Assignment:
The answer must be every record below, repeated exactly.

Entries provided:

......

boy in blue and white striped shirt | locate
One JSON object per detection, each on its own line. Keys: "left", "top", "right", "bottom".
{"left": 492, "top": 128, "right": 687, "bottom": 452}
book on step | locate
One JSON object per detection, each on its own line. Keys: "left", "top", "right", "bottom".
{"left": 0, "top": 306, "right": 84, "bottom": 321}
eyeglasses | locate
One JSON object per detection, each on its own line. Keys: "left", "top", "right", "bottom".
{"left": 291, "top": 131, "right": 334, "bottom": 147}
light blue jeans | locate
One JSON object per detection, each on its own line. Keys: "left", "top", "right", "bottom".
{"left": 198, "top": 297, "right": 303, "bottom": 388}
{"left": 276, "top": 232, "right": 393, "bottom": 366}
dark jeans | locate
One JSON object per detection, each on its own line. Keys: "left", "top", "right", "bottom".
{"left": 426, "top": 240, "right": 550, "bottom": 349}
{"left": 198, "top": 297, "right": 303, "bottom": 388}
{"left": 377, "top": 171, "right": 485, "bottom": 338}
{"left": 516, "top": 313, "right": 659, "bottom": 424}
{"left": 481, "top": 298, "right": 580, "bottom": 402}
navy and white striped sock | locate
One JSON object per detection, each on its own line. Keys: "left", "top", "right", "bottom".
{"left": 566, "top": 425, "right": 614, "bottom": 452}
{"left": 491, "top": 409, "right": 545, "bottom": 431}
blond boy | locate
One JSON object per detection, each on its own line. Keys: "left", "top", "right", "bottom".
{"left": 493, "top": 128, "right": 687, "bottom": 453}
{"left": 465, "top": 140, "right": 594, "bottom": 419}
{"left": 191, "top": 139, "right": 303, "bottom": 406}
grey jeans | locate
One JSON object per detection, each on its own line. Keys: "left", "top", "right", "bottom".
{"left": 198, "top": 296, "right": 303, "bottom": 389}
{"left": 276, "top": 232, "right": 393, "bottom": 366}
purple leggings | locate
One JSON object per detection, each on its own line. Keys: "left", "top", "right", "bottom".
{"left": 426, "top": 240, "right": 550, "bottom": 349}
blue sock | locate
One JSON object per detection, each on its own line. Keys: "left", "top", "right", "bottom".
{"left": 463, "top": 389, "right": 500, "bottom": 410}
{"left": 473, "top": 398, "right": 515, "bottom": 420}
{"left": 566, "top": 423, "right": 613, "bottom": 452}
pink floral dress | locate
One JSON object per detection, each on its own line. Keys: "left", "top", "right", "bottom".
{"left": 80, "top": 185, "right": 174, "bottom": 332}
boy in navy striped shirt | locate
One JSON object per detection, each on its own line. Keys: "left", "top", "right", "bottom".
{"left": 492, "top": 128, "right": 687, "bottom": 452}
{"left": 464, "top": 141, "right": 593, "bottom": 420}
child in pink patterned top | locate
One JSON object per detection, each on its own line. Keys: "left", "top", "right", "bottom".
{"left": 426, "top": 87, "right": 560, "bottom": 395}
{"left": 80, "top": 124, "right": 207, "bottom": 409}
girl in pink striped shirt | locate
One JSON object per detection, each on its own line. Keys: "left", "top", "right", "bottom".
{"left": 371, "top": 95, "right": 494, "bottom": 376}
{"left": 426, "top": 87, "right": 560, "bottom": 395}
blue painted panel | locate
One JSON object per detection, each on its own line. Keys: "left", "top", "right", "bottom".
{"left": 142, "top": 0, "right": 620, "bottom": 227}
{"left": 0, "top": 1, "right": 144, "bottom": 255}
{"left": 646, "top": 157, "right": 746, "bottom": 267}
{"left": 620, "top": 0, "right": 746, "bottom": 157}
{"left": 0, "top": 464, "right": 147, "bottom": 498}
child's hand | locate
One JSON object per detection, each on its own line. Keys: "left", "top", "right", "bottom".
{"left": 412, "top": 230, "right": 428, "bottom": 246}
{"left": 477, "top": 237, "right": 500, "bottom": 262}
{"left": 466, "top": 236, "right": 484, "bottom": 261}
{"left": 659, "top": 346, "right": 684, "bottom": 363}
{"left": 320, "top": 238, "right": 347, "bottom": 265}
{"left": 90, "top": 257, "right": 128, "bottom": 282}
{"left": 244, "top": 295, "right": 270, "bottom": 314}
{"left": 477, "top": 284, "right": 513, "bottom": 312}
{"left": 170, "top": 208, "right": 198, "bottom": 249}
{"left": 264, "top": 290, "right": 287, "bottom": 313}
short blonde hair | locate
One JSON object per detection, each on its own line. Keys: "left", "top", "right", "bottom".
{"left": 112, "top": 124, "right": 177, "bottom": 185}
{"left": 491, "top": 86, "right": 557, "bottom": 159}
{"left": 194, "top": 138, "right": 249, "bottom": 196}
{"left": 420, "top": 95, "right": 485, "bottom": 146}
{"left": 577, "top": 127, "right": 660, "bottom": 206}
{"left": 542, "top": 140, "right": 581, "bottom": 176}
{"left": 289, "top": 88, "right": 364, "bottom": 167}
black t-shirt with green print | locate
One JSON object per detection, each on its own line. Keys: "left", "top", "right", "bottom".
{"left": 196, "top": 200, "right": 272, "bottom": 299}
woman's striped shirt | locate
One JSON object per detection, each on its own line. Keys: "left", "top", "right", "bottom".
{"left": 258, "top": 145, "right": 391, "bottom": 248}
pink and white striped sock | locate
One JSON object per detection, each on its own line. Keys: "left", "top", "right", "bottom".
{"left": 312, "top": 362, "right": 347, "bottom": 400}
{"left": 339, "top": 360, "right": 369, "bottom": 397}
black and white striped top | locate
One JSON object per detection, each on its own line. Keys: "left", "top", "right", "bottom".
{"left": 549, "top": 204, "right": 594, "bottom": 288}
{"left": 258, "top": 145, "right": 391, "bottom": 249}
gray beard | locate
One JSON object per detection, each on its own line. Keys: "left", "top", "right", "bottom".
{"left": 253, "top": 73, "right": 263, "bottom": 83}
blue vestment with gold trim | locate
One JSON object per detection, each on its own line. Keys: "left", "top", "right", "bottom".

......

Expected answer:
boy in blue and white striped shirt | locate
One JSON object per detection, each on its own line. Keys: "left", "top", "right", "bottom".
{"left": 492, "top": 128, "right": 687, "bottom": 452}
book on step | locate
One JSON object per detection, each on its own line. Keys: "left", "top", "right", "bottom".
{"left": 0, "top": 306, "right": 84, "bottom": 321}
eyeglasses | locate
One JSON object per detection, each on its own line. Keys: "left", "top", "right", "bottom".
{"left": 291, "top": 131, "right": 334, "bottom": 147}
light blue jeans | locate
One JSON object per detection, each on its own line. Keys: "left", "top", "right", "bottom".
{"left": 198, "top": 297, "right": 303, "bottom": 388}
{"left": 276, "top": 232, "right": 393, "bottom": 366}
dark jeans | locate
One JSON object per detection, each on its own line. Keys: "left", "top", "right", "bottom".
{"left": 426, "top": 240, "right": 550, "bottom": 349}
{"left": 198, "top": 297, "right": 303, "bottom": 388}
{"left": 377, "top": 171, "right": 485, "bottom": 338}
{"left": 516, "top": 313, "right": 659, "bottom": 424}
{"left": 481, "top": 298, "right": 580, "bottom": 402}
navy and white striped sock | locate
One JSON object per detection, each on its own line. Keys: "left", "top", "right", "bottom".
{"left": 566, "top": 425, "right": 614, "bottom": 452}
{"left": 491, "top": 409, "right": 545, "bottom": 431}
blond boy | locate
One JSON object per detection, each on its own line. Keys: "left", "top", "right", "bottom".
{"left": 493, "top": 128, "right": 687, "bottom": 453}
{"left": 465, "top": 140, "right": 594, "bottom": 419}
{"left": 191, "top": 139, "right": 303, "bottom": 406}
grey jeans | locate
One JSON object per detection, each on its own line. Keys: "left", "top", "right", "bottom".
{"left": 198, "top": 296, "right": 303, "bottom": 389}
{"left": 276, "top": 232, "right": 393, "bottom": 366}
purple leggings | locate
One JSON object per detection, each on its own line. Keys: "left", "top", "right", "bottom".
{"left": 426, "top": 240, "right": 550, "bottom": 349}
blue sock | locate
One JSON object per detection, each on its own line. Keys: "left", "top", "right", "bottom".
{"left": 463, "top": 389, "right": 500, "bottom": 410}
{"left": 473, "top": 398, "right": 515, "bottom": 420}
{"left": 566, "top": 423, "right": 613, "bottom": 452}
pink floral dress | locate
One JSON object per detection, each on its own line. Keys: "left", "top", "right", "bottom".
{"left": 80, "top": 185, "right": 174, "bottom": 332}
boy in navy striped shirt | locate
One JSON object per detection, each on its own line. Keys: "left", "top", "right", "bottom".
{"left": 492, "top": 128, "right": 687, "bottom": 452}
{"left": 464, "top": 141, "right": 593, "bottom": 420}
child in pink patterned top | locate
One JSON object per detection, each on its own line. Keys: "left", "top", "right", "bottom".
{"left": 426, "top": 87, "right": 560, "bottom": 395}
{"left": 80, "top": 124, "right": 207, "bottom": 409}
girl in pink striped shirt | locate
One JSON object per detection, each on its own line. Keys: "left", "top", "right", "bottom".
{"left": 371, "top": 95, "right": 494, "bottom": 376}
{"left": 426, "top": 87, "right": 560, "bottom": 395}
blue painted panel | locate
One JSON object per detection, each on its own line. Keys: "left", "top", "right", "bottom".
{"left": 142, "top": 0, "right": 620, "bottom": 227}
{"left": 0, "top": 1, "right": 144, "bottom": 255}
{"left": 646, "top": 157, "right": 746, "bottom": 267}
{"left": 620, "top": 0, "right": 746, "bottom": 157}
{"left": 0, "top": 464, "right": 147, "bottom": 498}
child's hand | locate
One JSON object per detection, each on its own line. Keys: "left", "top", "right", "bottom".
{"left": 412, "top": 230, "right": 428, "bottom": 246}
{"left": 477, "top": 237, "right": 500, "bottom": 262}
{"left": 466, "top": 236, "right": 484, "bottom": 261}
{"left": 659, "top": 346, "right": 684, "bottom": 363}
{"left": 320, "top": 238, "right": 347, "bottom": 265}
{"left": 90, "top": 257, "right": 128, "bottom": 282}
{"left": 244, "top": 295, "right": 270, "bottom": 314}
{"left": 477, "top": 284, "right": 513, "bottom": 312}
{"left": 170, "top": 208, "right": 198, "bottom": 249}
{"left": 264, "top": 290, "right": 287, "bottom": 313}
short blonde hair | locate
One JSON object per detection, each on its own line. Keys: "left", "top", "right", "bottom".
{"left": 112, "top": 124, "right": 177, "bottom": 185}
{"left": 491, "top": 86, "right": 557, "bottom": 159}
{"left": 194, "top": 138, "right": 249, "bottom": 196}
{"left": 420, "top": 95, "right": 485, "bottom": 146}
{"left": 577, "top": 127, "right": 660, "bottom": 206}
{"left": 542, "top": 140, "right": 581, "bottom": 176}
{"left": 289, "top": 88, "right": 364, "bottom": 167}
black t-shirt with green print | locate
One JSON object per detection, each on its own line. Keys: "left", "top", "right", "bottom".
{"left": 196, "top": 200, "right": 272, "bottom": 299}
woman's striped shirt | locate
One JSON object per detection, each on its own line. Keys: "left", "top", "right", "bottom".
{"left": 258, "top": 145, "right": 391, "bottom": 248}
pink and white striped sock | locate
One JSON object per detection, each on its own line. Keys: "left", "top", "right", "bottom".
{"left": 312, "top": 362, "right": 347, "bottom": 400}
{"left": 339, "top": 360, "right": 369, "bottom": 397}
black and white striped top | locate
One JSON object per detection, each on its own line. Keys: "left", "top", "right", "bottom".
{"left": 549, "top": 204, "right": 594, "bottom": 288}
{"left": 258, "top": 145, "right": 391, "bottom": 249}
gray beard | locate
One JSON object per detection, each on its own line. Keys: "left", "top", "right", "bottom".
{"left": 253, "top": 73, "right": 263, "bottom": 83}
blue vestment with gold trim | locate
One JSON object per detection, each on its own line. Keys: "left", "top", "right", "bottom".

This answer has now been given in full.